**Texte affiché**:
####################
Oui j’en ai d’autres moi aussi 😉
C’est un petit roman de 112 pages 🙂
J’espère qu’il te plaira autant qu’à moi !
Bonne journée 😀
ho la la, cette histoire a quelque chose qui me fait penser à « Neige » évidemment, je ne me suis jamais lancée dans du Bobin, je n’en ai pas eu l’occasion, mais ça me plait ce que tu en dis. Je vais le noter
J’ai Neige dans ma Pal, mais pas encore lu 🙂
C’est vraiment marrant car c’est encore après la lecture que tout m’est venu et ce livre me reste encore dans la tête. Il a une écriture très plaisante en plus !
J’aime sa philosophie et les messages qu’il veut faire passer 🙂
J’espère que tu aimeras aussi 😉
Bonne journée à toi !
Je connaissais Christian Bobin pour sa poésie, mais ta chronique m’a bien donné envie de découvrir ce récit de lui ! (Merci)
####################
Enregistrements
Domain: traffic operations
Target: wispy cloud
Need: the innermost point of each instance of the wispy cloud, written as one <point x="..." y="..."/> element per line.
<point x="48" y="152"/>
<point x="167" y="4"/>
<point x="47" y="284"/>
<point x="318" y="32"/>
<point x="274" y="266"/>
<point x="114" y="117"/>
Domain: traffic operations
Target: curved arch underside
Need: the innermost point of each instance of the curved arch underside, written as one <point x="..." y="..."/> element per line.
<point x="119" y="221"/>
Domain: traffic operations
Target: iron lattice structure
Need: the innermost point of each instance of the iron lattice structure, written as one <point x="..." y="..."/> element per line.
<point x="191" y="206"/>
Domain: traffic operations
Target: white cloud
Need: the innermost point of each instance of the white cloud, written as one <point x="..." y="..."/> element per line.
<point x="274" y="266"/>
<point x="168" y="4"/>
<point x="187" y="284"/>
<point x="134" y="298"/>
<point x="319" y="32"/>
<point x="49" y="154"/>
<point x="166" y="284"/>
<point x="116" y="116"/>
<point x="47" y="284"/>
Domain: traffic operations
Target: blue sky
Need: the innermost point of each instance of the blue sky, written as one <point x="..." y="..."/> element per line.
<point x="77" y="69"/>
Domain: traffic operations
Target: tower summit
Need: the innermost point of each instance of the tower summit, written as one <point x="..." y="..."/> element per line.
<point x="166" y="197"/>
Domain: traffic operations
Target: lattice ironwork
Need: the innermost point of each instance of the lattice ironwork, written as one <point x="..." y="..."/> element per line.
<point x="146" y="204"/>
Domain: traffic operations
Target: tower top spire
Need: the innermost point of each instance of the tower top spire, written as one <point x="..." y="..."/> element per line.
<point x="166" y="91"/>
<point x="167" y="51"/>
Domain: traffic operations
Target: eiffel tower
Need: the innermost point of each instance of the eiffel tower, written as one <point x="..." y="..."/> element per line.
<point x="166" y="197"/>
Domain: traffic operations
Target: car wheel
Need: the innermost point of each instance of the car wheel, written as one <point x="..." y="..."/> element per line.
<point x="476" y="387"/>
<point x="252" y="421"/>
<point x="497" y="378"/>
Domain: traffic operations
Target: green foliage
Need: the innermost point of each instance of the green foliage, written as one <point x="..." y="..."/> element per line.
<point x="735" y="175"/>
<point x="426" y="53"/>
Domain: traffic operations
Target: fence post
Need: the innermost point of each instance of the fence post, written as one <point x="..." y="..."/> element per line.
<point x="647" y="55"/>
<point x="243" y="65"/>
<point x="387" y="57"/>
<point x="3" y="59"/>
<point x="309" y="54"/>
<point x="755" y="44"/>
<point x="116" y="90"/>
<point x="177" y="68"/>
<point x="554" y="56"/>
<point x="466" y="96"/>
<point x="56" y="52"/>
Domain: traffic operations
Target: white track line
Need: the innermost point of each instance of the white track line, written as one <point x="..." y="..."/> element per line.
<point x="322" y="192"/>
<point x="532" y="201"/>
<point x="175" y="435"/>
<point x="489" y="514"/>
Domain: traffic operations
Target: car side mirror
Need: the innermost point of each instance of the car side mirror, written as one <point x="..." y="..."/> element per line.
####################
**Tâches à réaliser**:
1. Mettez à jour le passage de l'échange sur le livre de Christian Bobin compris entre « Oui j’en ai » et « plaisante en plus ! » inclus, en remplaçant « roman » par « récit ».
2. Rédigez la suite de l'échange sur le livre de Christian Bobin, à partir de sa dernière phrase.

**Liste des réponses**:
1.
Oui j’en ai d’autres moi aussi 😉
C’est un petit récit de 112 pages 🙂
J’espère qu’il te plaira autant qu’à moi !
Bonne journée 😀
ho la la, cette histoire a quelque chose qui me fait penser à « Neige » évidemment, je ne me suis jamais lancée dans du Bobin, je n’en ai pas eu l’occasion, mais ça me plait ce que tu en dis. Je vais le noter
J’ai Neige dans ma Pal, mais pas encore lu 🙂
C’est vraiment marrant car c’est encore après la lecture que tout m’est venu et ce livre me reste encore dans la tête. Il a une écriture très plaisante en plus !

2.
Alors j’espère que tu l’apprécieras 😉
Je te souhaite une bonne soirée 😀
Voilà tu suscites l’envie chez les internautes, bravo 😀
Merci Jean-Charles 😉 bises
Un livre que je ne connais pas mais dont le héros me plaît : ne pas aimer le monde actuel, cela se produit de plus en plus et un vendeur qui ne force pas la main du client et le respecte au contraire : le rêve ! Tu en parles très bien ! Bon week end Laure Bises
Merci Paulette 🙂 Si tu as l’occasion de le lire, tu me diras ce que tu en as pensé 😉
Bon week-end Bises 😀
Magnifique! tu m’as donné envie de le lire…
Bisous.
J’espère alors que tu seras ravie de ta lecture 🙂
Bon week-end à toi 😉 bises
Je n’ai encore jamais lu Bobin, j’en lis le plus grand bien partout… Ce titre me semble parfait pour commencer !
Oui il fut le découvrir pour pouvoir faire son propre avis 🙂 Je l’apprécie beaucoup et ses lectures font du bien !
Bonne journée ! 😀
Il faut absolument que je lise cet auteur !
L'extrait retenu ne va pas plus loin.